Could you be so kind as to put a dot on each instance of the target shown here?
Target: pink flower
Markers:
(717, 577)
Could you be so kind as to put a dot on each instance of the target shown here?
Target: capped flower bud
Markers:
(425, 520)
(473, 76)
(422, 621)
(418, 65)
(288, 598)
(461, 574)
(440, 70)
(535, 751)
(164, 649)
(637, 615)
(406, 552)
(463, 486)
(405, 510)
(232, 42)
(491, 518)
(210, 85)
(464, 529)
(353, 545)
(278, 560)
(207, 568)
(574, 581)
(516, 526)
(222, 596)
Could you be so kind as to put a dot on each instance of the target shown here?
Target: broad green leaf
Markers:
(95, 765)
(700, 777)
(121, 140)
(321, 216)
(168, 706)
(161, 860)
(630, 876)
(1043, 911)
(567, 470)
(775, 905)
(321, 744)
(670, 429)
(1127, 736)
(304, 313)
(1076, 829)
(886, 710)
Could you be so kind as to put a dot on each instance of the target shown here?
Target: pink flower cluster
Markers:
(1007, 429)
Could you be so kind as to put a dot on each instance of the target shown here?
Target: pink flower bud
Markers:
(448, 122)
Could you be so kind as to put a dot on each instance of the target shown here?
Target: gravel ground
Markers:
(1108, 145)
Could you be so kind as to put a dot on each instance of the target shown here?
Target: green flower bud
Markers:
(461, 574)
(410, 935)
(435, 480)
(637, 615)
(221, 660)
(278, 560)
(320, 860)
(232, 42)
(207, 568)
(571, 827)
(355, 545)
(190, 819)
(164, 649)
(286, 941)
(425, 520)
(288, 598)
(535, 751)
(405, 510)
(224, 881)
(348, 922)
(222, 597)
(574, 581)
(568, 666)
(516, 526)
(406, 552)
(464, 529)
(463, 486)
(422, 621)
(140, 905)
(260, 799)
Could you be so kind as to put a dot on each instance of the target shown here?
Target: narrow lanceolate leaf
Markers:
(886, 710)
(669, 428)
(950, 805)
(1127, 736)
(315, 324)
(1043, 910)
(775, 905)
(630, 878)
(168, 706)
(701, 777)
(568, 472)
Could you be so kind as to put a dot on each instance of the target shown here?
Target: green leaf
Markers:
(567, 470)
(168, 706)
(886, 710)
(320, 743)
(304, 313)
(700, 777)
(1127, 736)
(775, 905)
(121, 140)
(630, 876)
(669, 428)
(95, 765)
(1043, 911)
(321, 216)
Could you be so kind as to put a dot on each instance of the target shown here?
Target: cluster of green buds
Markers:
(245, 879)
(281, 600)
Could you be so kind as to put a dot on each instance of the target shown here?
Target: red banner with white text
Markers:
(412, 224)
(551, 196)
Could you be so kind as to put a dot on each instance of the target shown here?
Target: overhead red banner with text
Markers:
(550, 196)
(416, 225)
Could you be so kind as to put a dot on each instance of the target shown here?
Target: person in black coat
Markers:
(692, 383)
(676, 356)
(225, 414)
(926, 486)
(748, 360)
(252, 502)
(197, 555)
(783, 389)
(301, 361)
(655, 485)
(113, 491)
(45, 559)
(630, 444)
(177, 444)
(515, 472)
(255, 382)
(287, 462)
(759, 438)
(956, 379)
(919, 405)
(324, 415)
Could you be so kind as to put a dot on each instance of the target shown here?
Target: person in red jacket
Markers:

Aim:
Restate every line of the data word for word.

Completed exercise:
Could you be so kind as to put a dot on each instance of the target shown here?
Target: pink flower
Markers:
(717, 577)
Could you be so kind as to put a dot on each instance of the target shown here?
Target: capped flower bud
Markers:
(425, 520)
(473, 76)
(422, 621)
(418, 65)
(288, 598)
(461, 574)
(440, 70)
(535, 751)
(164, 649)
(637, 615)
(406, 552)
(463, 486)
(405, 510)
(232, 42)
(491, 518)
(210, 85)
(464, 529)
(353, 545)
(278, 560)
(207, 568)
(574, 581)
(516, 526)
(222, 596)
Could you be so kind as to put a dot on each instance of the target shown here?
Target: broad green leaf
Markers:
(95, 765)
(700, 777)
(121, 140)
(321, 216)
(168, 706)
(161, 860)
(630, 876)
(1043, 911)
(567, 470)
(775, 905)
(321, 744)
(670, 429)
(1127, 736)
(304, 313)
(1076, 829)
(886, 710)
Could you be so kind as to put a dot on each instance of the target shown here?
Target: pink flower cluster
Markers:
(1007, 429)
Could you be so kind as to put a dot on each instance of the target shown here?
Target: pink flower bud
Markers:
(448, 122)
Could you be so kind as to put a dot on each instance of the target shown here?
Target: gravel ground
Markers:
(1108, 145)
Could you be so kind as to put a dot on each instance of the target shown here?
Target: green flower bud
Markers:
(461, 574)
(410, 935)
(435, 480)
(637, 615)
(221, 660)
(278, 560)
(320, 860)
(232, 42)
(207, 568)
(571, 827)
(355, 545)
(190, 819)
(164, 649)
(286, 941)
(425, 520)
(288, 598)
(535, 751)
(405, 510)
(224, 881)
(348, 922)
(222, 597)
(574, 581)
(568, 666)
(516, 526)
(406, 552)
(464, 529)
(463, 486)
(422, 621)
(140, 905)
(260, 799)
Could you be so kind as to put a dot on each instance of the target shown here?
Target: narrow lanceolate leaf
Markers:
(886, 710)
(669, 428)
(950, 805)
(1127, 736)
(315, 324)
(1043, 910)
(775, 905)
(630, 878)
(168, 706)
(701, 777)
(568, 472)
Could you be so kind as to put a dot on each instance of the target shown here?
Target: green leaf
Markers:
(567, 470)
(168, 706)
(886, 710)
(320, 743)
(304, 313)
(700, 777)
(1127, 736)
(775, 905)
(121, 140)
(630, 876)
(669, 428)
(95, 765)
(1043, 911)
(321, 216)
Could you be so kind as to put a dot on each instance of the target shown here?
Target: cluster of green buds
Markers:
(245, 879)
(281, 600)
Could you be so kind as to put a dot on each instance of the target shown here?
Target: red banner with white text
Markers:
(412, 224)
(551, 196)
Could you be so kind as to put a dot on each instance of the target shown here?
Target: overhead red banner with text
Markers:
(550, 196)
(416, 225)
Could you be so kind as to put a dot on each instance of the target shown here?
Target: person in black coat
Markers:
(692, 383)
(676, 356)
(225, 414)
(926, 486)
(748, 360)
(252, 502)
(197, 555)
(783, 389)
(301, 361)
(655, 485)
(113, 491)
(45, 559)
(630, 444)
(177, 444)
(515, 472)
(255, 382)
(287, 462)
(759, 438)
(956, 379)
(919, 405)
(324, 415)
Could you be so kind as to put a dot on each instance of the target shown here?
Target: person in red jacket
Markers:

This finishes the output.